### Excerto do documento:
▽

Quase sempre em frente do pobre casebre, mesmo no centro do anganam,
mão religiosa cultiva o pimpol entre cujos ramos nasceu Vishnu.
O habitante do território das Novas Conquistas é um exímio conhecedor de
plantas úteis e medicinais. Muitas vezes desce ele às vilas como curandeiro ou garopeiro
e então vende mezinhas ou diverte as turbas. Não gasta o sabão importado da Europa,
porque conhece o uso das folhas de saboeira, condimenta o caril com as folhas
da árvore
do caril, conhece a célebre raiz de João Lopes como o melhor tónico;
anda quase sempre munido de um pedaço de pau-de-cobra, enfim, é um digno
precursor se não mestre de Garcia da Orta. Com efeito, a Natureza aí é
de prodigiosa exuberância, e o hindu nutre não sei que amor santo pelas
plantas. Ao lado das medicinais brotam aí a champaca, dedicada a Vishnu,
e cujas flores são muito apreciadas pelas gentias, como ornato de cabeça; o
jasmineiro, o mogarim, e a linda trepadeira clitorea ternatea. A prodigalidade
do reino vegetal corresponde à do reino animal. Ao romper da alva lindos
pássaros saúdam o astro benfazejo, espalhando pela ramaria a música alegre dos
seus trinos. Mal douram o horizonte os primeiros raios do sol, e o orvalho cai,
gota a gota, no solo alastrado de odoríferas flores, saltitam de ramo em ramo o
pássaro-do-sol, o bulbul sultana, o papagaio-de-cabeça-azul, o engole-vento, o gaivão-dos-palmares, o pássaro-alfaiate, o mainato-religioso e uma infinidade
de aves, qual delas a mais rica na plumagem e mais festeira no gorjeio
vibrátil, modulado, ligeiro como o acordar do dia oriental.
Debaixo de um céu rubro; o gouly descalço e a cabeça
descoberta, como um herói, pastoreia por vastas campinas o seu rebanho.
Fatigado pelo calor, deita-se sobre a fresca relva, e erguendo as pernas em
posição vertical brinca com os pés ao som da flauta pastoril. Vem descendo pela
encosta uma manada de búfalos. Sobre o dorso, de rosto para trás, sentam-se os
pastores com as pernas cruzadas, como ídolos levados em charolas; outros
deitam-se de barriga para o ar e soltam gritos estrídulos em sinal de recolher
aos seus companheiros. Nas aldeolas esperam-nos as goulinas, raparigas
fortes e esbeltas, com os seus grandes brincos pendentes da orelha e o colo cheio
de contas e missangas, como os seus ídolos. Enquanto os pastores tiram do langotim
e repartem entre si os carandams e churnams que colheram no
mato, a família prende o gado às estacadas e junta a bosta com que se asseia o
chão da casa e o canteiro do sagrado pimpol. Muitas vezes estes hebreus
indianos formados em tribo desarmam a choça, fazem em feixe os bambus, as
mulheres atam os filhinhos por detrás das costas, e lá vão carregando a casa
toda por esses íngremes trilhos escolher outro sítio mais cómodo. Mas não é só
o gouly,
pacífico e pensativo, vindo às vilas vender o lounim, que habita essas
regiões, sobre as quais a nossa influência tem sido nula. Novas Conquistas,
para os imaginosos, é um ninho de salteadores. De tempos a tempos, fortes
quadrilhas de salteadores têm trazido em constante sobressalto os povos de Goa. Os salteadores das Novas
Conquistas, porém, não são, como se se supõe, uns celerados por índole ou profissão.
A maior parte das vezes não é só a fome ou o espírito de aventura, que lhes
arma os braços. Há no fundo dessa vida semibárbara profundos dramas humanos». In
Frederico Diniz D’Ayalla, Goa Antiga e Moderna, Ésquilo edições e multimédia,
Revisão de Adalberto Alves, 2011, ISBN 978-989-719-001-8.
Para Ofélia e Álvaro José, que estejam em paz!

△

### Enunciado:
Indique se cada afirmação concorda com o excerto sobre as Novas Conquistas, respondendo sim ou não e citando textualmente as palavras do excerto que decidem a resposta.
1. O habitante das Novas Conquistas usa o sabão importado da Europa.
2. A champaca é dedicada a Vishnu.
3. Os salteadores das Novas Conquistas são celerados por índole ou profissão.
As linhas que se seguem são material à parte, sem ligação com o excerto.

### Linhas fornecidas:
▽

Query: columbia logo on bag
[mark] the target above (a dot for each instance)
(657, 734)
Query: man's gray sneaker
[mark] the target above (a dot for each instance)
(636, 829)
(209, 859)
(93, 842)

△

### Resposta:
1. Não: «Não gasta o sabão importado da Europa».
2. Sim: «a champaca, dedicada a Vishnu».
3. Não: «Os salteadores das Novas Conquistas, porém, não são, como se se supõe, uns celerados por índole ou profissão».